Opdrachtomschrijving: Ga na of de volgende uitspraken kloppen volgens de tekst over het boerderijcomplex in Dongen, en antwoord per uitspraak met ja of nee, gevolgd door de doorslaggevende woorden uit die tekst, letterlijk geciteerd. (a) De rechtbank Breda verklaarde het beroep op 21 oktober 2003 ongegrond. (b) Appellante betwistte de cultuurhistorische waarde van het complex. (c) De Afdeling legde een proceskostenveroordeling op.

Brontekst:
★ ★ ★ ★ ★ ★ ★
ECLI:NL:RVS:2004:AP1631
Raad van State
- Hoger beroep
- C.M. Ligtelijn-van Bilderbeek
- B.J. van Ettekoven
- W.D.M. van Diepenbeek
- D. Haan
- Rechtspraak.nl
Beroep tegen aanwijzing als beschermd monument van boerderijcomplex te Dongen
In deze zaak gaat het om het hoger beroep van een appellante tegen de uitspraak van de rechtbank Breda, die op 21 oktober 2003 het beroep ongegrond verklaarde tegen het besluit van de staatssecretaris van Onderwijs, Cultuur en Wetenschappen. Dit besluit, genomen op 18 december 2001, hield in dat een boerderijcomplex aan de Eindsestraat 21 te Dongen werd aangewezen als beschermd monument. De staatssecretaris verklaarde op 4 oktober 2002 het bezwaar van appellante ongegrond. Appellante stelde dat de rechtbank ten onrechte had geoordeeld dat er voldoende gronden waren voor de aanwijzing als beschermd monument, en voerde aan dat de aanwezigheid van kunststofkozijnen een belemmering vormde voor deze status. De rechtbank had echter vastgesteld dat de cultuurhistorische waarde van het complex niet in het geding was, wat door appellante zelf werd erkend. De Afdeling bestuursrechtspraak van de Raad van State heeft de zaak op 14 mei 2004 ter zitting behandeld. De Afdeling oordeelde dat het betoog van appellante in hoger beroep een herhaling was van wat eerder bij de rechtbank was aangevoerd. De rechtbank had op goede gronden tot haar oordeel gekomen, en de Afdeling bevestigde de uitspraak van de rechtbank. De beslissing om geen proceskostenveroordeling op te leggen werd ook onderbouwd, aangezien er geen aanleiding voor was. De uitspraak werd openbaar gedaan op 16 juni 2004.
★ ★ ★ ★ ★ ★ ★
Getoonde gegevens:

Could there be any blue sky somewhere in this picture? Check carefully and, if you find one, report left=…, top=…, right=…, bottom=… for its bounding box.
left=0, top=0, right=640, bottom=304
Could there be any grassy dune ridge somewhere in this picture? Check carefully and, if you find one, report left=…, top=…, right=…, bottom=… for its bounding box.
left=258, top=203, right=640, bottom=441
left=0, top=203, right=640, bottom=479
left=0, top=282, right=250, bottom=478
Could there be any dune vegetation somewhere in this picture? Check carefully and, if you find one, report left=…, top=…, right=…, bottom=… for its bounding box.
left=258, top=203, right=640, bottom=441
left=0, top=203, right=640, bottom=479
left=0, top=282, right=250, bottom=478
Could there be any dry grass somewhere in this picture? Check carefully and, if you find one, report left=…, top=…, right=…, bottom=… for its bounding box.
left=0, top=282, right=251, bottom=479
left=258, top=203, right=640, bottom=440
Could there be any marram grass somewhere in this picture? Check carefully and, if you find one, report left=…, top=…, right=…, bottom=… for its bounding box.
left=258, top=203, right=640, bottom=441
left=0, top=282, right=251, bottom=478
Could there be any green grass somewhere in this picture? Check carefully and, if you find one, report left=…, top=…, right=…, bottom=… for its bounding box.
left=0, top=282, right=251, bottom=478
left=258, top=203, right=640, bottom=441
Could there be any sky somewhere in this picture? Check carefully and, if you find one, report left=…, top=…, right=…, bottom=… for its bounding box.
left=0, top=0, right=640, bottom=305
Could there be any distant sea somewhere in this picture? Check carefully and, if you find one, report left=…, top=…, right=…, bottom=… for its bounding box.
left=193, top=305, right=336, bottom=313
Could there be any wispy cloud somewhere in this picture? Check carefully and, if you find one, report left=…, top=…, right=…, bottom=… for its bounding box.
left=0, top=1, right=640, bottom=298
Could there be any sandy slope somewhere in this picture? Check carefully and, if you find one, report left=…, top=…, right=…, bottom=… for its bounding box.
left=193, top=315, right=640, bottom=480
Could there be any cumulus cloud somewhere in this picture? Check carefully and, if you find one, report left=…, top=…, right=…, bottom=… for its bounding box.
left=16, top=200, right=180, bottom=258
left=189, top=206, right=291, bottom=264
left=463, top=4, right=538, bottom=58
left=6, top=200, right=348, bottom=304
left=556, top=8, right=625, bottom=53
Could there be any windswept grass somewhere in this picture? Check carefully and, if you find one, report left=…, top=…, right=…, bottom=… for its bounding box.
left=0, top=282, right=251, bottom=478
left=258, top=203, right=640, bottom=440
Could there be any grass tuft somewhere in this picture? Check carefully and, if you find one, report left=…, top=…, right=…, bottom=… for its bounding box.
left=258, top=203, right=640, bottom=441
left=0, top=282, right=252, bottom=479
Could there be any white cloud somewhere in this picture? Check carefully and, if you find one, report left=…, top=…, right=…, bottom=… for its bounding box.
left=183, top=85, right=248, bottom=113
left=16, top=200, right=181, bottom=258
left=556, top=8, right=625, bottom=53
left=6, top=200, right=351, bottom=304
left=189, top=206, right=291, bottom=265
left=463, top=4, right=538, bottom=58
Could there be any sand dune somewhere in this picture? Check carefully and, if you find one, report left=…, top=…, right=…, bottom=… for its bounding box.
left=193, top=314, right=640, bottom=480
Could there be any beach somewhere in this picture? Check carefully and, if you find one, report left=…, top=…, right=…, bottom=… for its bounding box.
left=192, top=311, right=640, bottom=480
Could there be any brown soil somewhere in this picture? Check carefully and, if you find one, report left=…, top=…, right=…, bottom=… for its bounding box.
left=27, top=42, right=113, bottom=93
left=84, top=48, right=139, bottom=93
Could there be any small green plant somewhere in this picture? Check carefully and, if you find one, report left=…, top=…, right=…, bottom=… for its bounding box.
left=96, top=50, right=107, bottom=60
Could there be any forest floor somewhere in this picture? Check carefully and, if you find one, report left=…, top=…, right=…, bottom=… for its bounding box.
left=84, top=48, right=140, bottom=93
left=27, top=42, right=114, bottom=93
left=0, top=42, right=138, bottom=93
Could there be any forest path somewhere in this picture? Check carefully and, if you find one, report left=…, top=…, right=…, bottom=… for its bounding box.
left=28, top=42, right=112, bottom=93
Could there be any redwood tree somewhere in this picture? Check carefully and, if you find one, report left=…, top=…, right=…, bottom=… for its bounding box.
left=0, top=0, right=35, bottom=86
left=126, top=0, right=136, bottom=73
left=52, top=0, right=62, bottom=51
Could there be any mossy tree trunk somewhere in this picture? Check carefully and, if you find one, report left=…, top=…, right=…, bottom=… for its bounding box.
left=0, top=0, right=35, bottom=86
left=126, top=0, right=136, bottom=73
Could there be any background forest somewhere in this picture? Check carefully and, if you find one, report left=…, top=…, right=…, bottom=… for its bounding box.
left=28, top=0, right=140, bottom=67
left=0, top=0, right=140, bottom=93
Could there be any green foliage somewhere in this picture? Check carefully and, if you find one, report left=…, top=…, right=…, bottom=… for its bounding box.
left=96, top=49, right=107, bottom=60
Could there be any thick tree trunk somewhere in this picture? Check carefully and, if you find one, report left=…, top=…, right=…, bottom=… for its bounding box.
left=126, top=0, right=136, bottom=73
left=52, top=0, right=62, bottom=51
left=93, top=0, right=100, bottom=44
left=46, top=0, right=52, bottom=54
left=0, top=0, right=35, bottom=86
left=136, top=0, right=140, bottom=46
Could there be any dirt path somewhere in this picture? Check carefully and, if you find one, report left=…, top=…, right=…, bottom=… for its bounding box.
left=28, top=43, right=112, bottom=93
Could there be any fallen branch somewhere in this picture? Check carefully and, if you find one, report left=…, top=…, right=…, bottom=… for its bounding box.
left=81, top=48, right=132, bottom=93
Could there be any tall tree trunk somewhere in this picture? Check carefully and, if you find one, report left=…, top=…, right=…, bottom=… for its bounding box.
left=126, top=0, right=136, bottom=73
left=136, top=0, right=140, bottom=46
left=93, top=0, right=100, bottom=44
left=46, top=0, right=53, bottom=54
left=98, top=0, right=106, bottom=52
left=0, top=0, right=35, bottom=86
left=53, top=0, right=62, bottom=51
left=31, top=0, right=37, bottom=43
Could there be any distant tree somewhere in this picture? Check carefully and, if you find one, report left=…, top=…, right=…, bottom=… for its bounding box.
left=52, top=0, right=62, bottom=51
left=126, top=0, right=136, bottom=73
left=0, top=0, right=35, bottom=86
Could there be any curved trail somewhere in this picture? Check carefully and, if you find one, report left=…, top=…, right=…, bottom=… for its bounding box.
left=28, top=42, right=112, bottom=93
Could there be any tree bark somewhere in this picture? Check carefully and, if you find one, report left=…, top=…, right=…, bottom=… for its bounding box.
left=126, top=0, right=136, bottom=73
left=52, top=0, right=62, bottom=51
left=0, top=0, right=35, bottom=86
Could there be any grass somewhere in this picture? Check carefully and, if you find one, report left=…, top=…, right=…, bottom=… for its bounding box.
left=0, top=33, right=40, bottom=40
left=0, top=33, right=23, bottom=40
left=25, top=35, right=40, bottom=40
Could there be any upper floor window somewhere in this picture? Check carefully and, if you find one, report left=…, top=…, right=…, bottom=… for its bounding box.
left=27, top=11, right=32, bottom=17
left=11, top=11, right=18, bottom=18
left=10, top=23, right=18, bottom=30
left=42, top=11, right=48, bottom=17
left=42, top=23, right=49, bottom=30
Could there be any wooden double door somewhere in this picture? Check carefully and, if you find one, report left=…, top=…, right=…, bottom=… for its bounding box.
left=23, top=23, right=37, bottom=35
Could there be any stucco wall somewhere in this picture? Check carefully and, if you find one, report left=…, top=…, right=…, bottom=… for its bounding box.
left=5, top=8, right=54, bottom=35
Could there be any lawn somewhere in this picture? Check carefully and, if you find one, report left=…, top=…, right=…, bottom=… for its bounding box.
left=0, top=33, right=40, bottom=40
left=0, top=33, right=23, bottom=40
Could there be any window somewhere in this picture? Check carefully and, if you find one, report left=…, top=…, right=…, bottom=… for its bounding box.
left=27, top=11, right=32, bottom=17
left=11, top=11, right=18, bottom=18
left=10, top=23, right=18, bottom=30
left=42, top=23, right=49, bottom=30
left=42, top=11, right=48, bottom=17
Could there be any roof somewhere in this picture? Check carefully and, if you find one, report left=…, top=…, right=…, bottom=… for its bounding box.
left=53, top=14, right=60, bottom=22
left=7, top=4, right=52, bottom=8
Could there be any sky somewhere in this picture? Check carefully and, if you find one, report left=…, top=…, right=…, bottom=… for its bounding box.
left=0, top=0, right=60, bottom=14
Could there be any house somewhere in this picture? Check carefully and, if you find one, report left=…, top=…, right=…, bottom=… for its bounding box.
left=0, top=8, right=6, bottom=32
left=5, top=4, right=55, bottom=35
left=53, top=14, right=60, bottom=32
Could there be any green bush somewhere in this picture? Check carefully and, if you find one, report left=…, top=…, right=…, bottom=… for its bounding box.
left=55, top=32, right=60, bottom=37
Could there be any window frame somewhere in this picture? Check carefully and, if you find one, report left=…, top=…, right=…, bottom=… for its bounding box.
★ ★ ★ ★ ★ ★ ★
Resultaat:
(a) Ja: "die op 21 oktober 2003 het beroep ongegrond verklaarde"
(b) Nee: "De rechtbank had echter vastgesteld dat de cultuurhistorische waarde van het complex niet in het geding was, wat door appellante zelf werd erkend."
(c) Nee: "De beslissing om geen proceskostenveroordeling op te leggen werd ook onderbouwd"